=== Point labeling examples ===
------------

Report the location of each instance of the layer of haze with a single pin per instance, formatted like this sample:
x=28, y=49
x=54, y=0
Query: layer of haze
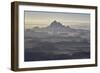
x=43, y=19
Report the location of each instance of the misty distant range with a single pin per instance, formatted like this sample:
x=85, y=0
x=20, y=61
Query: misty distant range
x=56, y=42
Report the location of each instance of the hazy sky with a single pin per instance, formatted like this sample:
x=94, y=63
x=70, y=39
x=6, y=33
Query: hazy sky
x=43, y=19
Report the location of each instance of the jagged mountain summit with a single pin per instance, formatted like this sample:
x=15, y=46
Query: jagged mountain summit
x=54, y=27
x=56, y=24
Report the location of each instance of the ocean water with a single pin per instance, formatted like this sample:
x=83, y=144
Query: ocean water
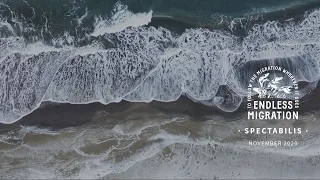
x=57, y=56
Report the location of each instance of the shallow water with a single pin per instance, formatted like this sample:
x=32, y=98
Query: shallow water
x=147, y=143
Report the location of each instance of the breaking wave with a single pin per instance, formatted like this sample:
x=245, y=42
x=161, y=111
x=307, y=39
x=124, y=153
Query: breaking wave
x=124, y=60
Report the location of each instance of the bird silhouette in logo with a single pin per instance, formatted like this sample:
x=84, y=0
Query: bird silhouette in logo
x=269, y=88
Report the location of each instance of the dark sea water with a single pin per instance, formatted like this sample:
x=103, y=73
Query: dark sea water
x=152, y=88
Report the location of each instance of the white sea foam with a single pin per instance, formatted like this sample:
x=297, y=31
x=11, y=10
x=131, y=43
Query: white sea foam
x=121, y=19
x=146, y=63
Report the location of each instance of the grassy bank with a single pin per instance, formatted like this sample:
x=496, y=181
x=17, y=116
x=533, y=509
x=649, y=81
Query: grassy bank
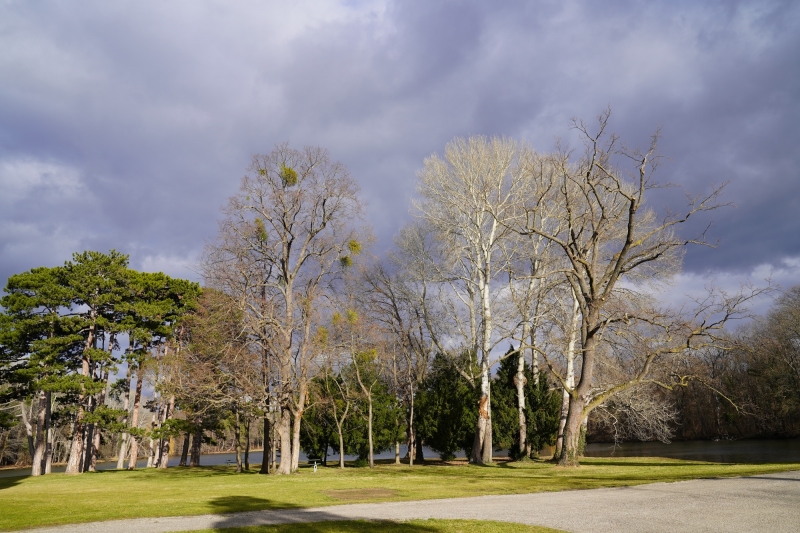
x=412, y=526
x=60, y=499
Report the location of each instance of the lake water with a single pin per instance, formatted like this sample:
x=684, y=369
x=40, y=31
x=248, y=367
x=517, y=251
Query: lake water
x=739, y=451
x=730, y=451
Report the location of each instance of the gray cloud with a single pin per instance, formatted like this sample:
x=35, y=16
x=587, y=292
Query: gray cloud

------------

=== Task instructions ===
Set down the material above as is, without any pictures.

=== Correct output ===
Report the location of each instance of the layer of haze with a single pin per instance, formatted like this sample:
x=28, y=49
x=54, y=0
Query: layer of haze
x=43, y=19
Report the location of each instance of the misty distant range with a single pin per instance, formatted like this sample:
x=85, y=0
x=20, y=61
Query: misty distant range
x=56, y=42
Report the location of each instance of the hazy sky with a single pin per instance, formatted like this sample:
x=94, y=63
x=70, y=39
x=6, y=33
Query: hazy sky
x=43, y=19
Report the location of each instance of the jagged mountain summit with a single pin per instance, formatted like this sample:
x=15, y=46
Query: jagged mountain summit
x=54, y=27
x=56, y=24
Report the location of each instance of the ocean water with a single pin per instance, formatted like this sample:
x=83, y=144
Query: ocean water
x=57, y=56
Report the location of each instance of the shallow water with a single pin per instance, formatted like this sample:
x=32, y=98
Query: shallow water
x=147, y=143
Report the location of each instance of the breaking wave with a single pin per instance, formatted like this sample:
x=245, y=42
x=161, y=111
x=307, y=39
x=124, y=153
Query: breaking wave
x=124, y=60
Report the location of each instance of the bird silhouette in logo with a single pin per instance, formatted like this sample:
x=84, y=0
Query: bird silhouette in logo
x=269, y=88
Report the location of each instance of the dark sea water with a single pin per instance, formatted like this sample:
x=103, y=73
Query: dark sea water
x=152, y=88
Report the location of each instance of the white sea foam with a single pin per instance, formatted like this sample:
x=297, y=31
x=11, y=10
x=131, y=43
Query: white sea foam
x=121, y=19
x=146, y=63
Report the location of each instance of the grassy bank with a single pin per instance, formatted like this sample:
x=496, y=181
x=17, y=116
x=533, y=509
x=649, y=81
Query: grassy bank
x=412, y=526
x=60, y=499
Report the location of each instance of the lake water with a single pin per instance, formatted like this sample:
x=684, y=369
x=40, y=31
x=248, y=367
x=517, y=251
Query: lake water
x=739, y=451
x=730, y=451
Report the location of each instance of the gray cloud with a single pin per instance, formatted like this sample:
x=35, y=16
x=587, y=292
Query: gray cloud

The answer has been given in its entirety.